== CHALLENGE ==
In the text on Kenneth Noland, which school of painting took its name from pictures where large areas of color dominated over any shape?

== TEXT TO READ ==
★ ★ ★ ★ ★ ★ ★

ART CITIES:N.York-Kenneth Noland

Kenneth Noland, Into the Cool No.10, 2006, Acrylic on canvas, 170.2 cm x 160 cm, © The Paige Rense Noland Marital Trust/Licensed by VAGA-New York NY Photo: Kerry Ryan McFate and Tom Barratt, Courtesy of Pace GalleryKenneth Noland emerged in the wake of the first generation of the New York School. Interested in breaking away from the prevailing aesthetic of Abstract Expressionism in the ‘50s and ‘60s, he began to experiment with geometric shapes, these evolving into a new kind of picture, where large areas of color were more dominant than any particular shape, which would give their name to Color Field painting, the dominant school of American abstraction after Jackson Pollock.

★ ★ ★ ★ ★ ★ ★

== INFORMATION GIVEN ==
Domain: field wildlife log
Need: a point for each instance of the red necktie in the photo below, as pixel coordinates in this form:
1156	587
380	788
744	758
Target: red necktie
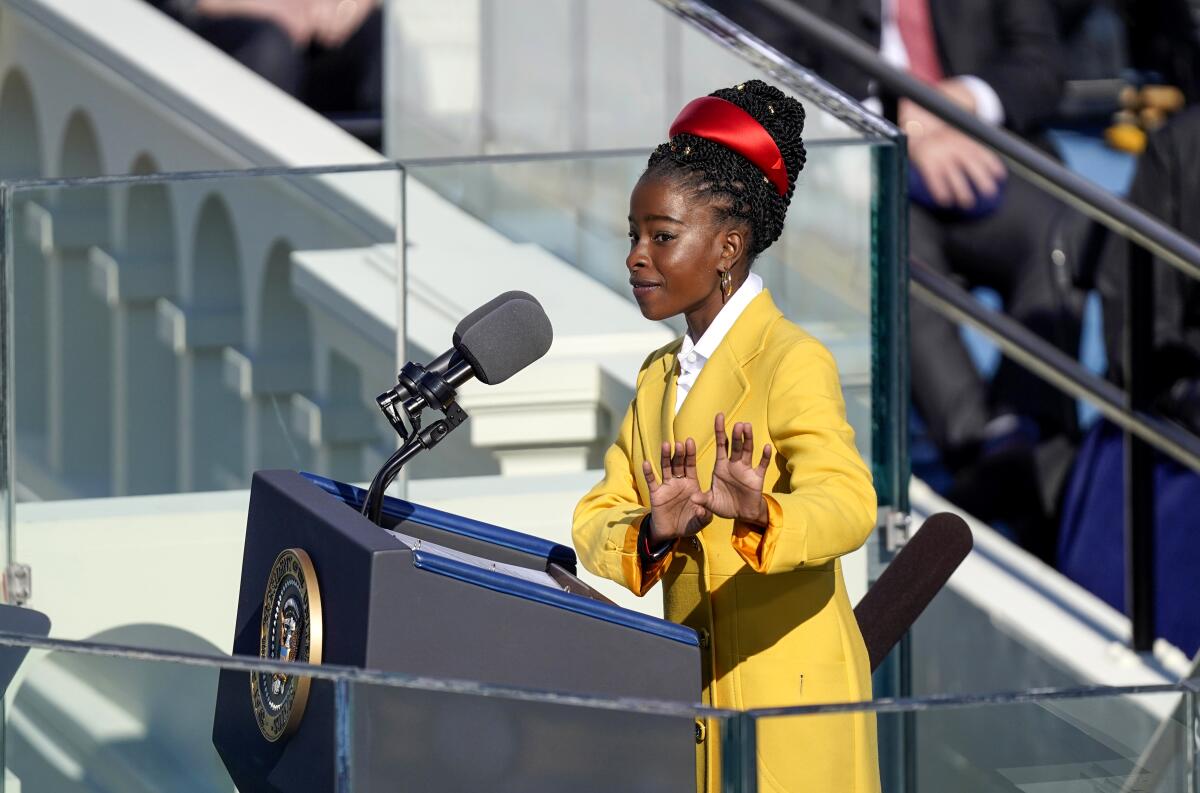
917	31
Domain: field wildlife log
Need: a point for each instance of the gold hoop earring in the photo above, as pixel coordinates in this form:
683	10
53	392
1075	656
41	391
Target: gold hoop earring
726	284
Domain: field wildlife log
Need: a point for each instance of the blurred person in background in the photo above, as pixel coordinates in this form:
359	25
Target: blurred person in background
327	53
1091	546
970	217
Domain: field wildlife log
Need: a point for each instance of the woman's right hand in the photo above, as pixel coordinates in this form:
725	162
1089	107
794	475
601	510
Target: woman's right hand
673	512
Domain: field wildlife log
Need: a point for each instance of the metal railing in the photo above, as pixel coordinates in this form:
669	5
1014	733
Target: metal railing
1129	409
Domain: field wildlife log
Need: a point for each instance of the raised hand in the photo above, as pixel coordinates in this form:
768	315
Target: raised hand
672	506
737	481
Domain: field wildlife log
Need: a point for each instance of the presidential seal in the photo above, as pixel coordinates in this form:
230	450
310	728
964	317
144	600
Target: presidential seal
291	631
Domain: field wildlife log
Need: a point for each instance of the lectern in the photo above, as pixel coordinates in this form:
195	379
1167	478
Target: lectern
436	594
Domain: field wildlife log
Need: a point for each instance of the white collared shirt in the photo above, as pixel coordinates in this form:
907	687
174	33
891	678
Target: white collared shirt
693	355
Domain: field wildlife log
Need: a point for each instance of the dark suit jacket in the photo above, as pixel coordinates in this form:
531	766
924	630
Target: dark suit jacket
1012	44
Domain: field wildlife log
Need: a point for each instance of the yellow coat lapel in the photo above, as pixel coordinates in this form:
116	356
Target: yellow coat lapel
653	407
723	385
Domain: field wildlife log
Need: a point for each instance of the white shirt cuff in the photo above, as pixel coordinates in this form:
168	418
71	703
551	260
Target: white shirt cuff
988	107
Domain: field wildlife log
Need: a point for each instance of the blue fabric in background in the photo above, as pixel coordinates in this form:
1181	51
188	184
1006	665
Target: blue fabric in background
918	192
1091	540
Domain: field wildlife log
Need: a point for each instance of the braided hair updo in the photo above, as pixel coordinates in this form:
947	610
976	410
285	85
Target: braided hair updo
735	186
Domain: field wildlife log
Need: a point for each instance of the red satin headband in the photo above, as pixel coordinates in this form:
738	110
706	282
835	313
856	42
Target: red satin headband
721	121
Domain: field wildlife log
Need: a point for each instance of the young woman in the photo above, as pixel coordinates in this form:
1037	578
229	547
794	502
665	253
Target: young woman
745	539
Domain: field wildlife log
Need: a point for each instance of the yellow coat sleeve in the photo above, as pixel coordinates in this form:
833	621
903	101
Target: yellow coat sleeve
827	508
609	517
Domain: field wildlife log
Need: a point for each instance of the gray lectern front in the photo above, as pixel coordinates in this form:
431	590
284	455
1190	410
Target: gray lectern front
439	595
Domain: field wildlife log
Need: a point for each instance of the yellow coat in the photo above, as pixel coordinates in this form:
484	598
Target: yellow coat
771	607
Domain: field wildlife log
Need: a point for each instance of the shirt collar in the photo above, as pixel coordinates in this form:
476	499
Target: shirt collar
724	320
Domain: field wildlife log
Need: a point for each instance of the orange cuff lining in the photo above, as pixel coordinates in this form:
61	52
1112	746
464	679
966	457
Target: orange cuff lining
639	580
755	544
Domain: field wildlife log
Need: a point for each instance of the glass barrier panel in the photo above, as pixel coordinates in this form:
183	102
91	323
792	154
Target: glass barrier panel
173	334
78	722
1104	742
486	77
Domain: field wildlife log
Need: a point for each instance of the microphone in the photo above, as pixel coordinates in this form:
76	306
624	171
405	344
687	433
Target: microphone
916	575
491	343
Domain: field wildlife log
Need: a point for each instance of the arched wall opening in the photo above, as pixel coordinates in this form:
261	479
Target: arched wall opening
82	319
219	413
283	366
21	157
151	372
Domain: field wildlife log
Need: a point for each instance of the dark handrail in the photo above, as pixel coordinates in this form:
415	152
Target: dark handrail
1050	364
1089	198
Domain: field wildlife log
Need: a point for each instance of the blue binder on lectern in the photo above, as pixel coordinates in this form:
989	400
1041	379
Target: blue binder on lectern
438	595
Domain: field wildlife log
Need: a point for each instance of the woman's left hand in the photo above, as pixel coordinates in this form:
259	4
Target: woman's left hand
737	484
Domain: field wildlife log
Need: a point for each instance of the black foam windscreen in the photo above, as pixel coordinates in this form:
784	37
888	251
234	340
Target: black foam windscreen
510	336
911	581
483	311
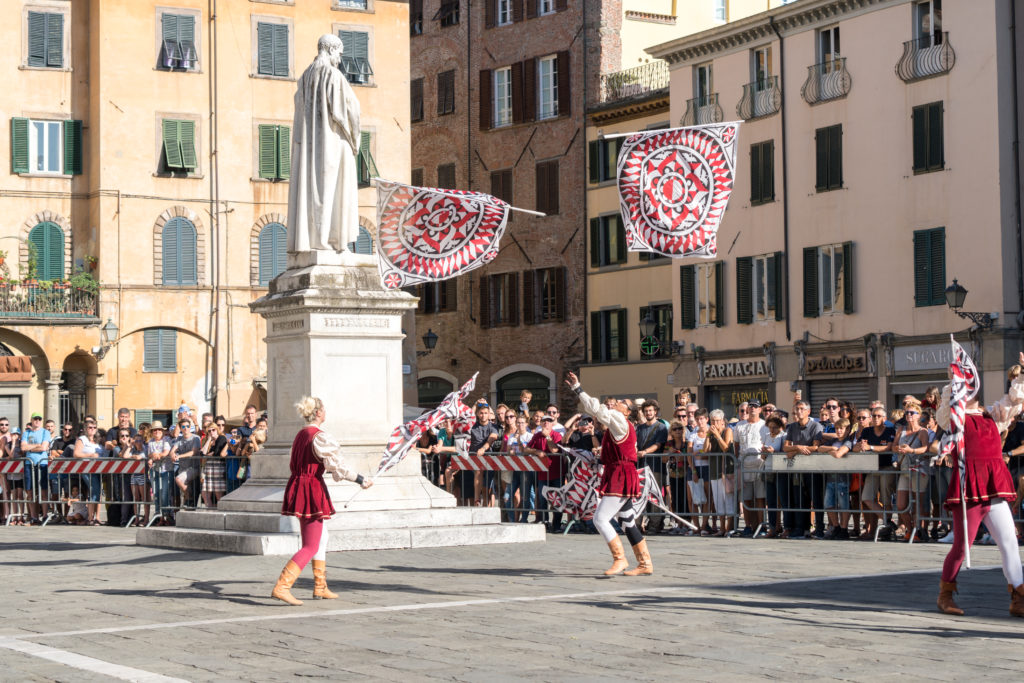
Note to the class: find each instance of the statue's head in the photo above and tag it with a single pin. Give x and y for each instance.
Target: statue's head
(331, 46)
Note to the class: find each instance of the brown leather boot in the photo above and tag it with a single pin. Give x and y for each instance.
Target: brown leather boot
(644, 565)
(321, 591)
(283, 591)
(945, 601)
(1016, 600)
(619, 555)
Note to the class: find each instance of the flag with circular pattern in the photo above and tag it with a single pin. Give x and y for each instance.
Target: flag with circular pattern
(426, 235)
(674, 186)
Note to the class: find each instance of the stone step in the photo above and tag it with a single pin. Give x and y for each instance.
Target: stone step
(263, 522)
(369, 539)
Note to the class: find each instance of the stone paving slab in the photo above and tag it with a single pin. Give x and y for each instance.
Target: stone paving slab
(716, 609)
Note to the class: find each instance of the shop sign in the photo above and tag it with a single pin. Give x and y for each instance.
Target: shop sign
(735, 369)
(924, 356)
(837, 365)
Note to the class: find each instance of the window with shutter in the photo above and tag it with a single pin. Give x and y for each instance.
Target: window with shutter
(179, 266)
(416, 99)
(929, 154)
(45, 38)
(272, 252)
(48, 240)
(160, 350)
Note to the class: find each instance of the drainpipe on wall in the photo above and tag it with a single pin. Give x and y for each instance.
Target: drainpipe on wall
(785, 181)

★ ★ ★ ★ ★ ★ ★

== EXERCISE RESULT ==
Color Field painting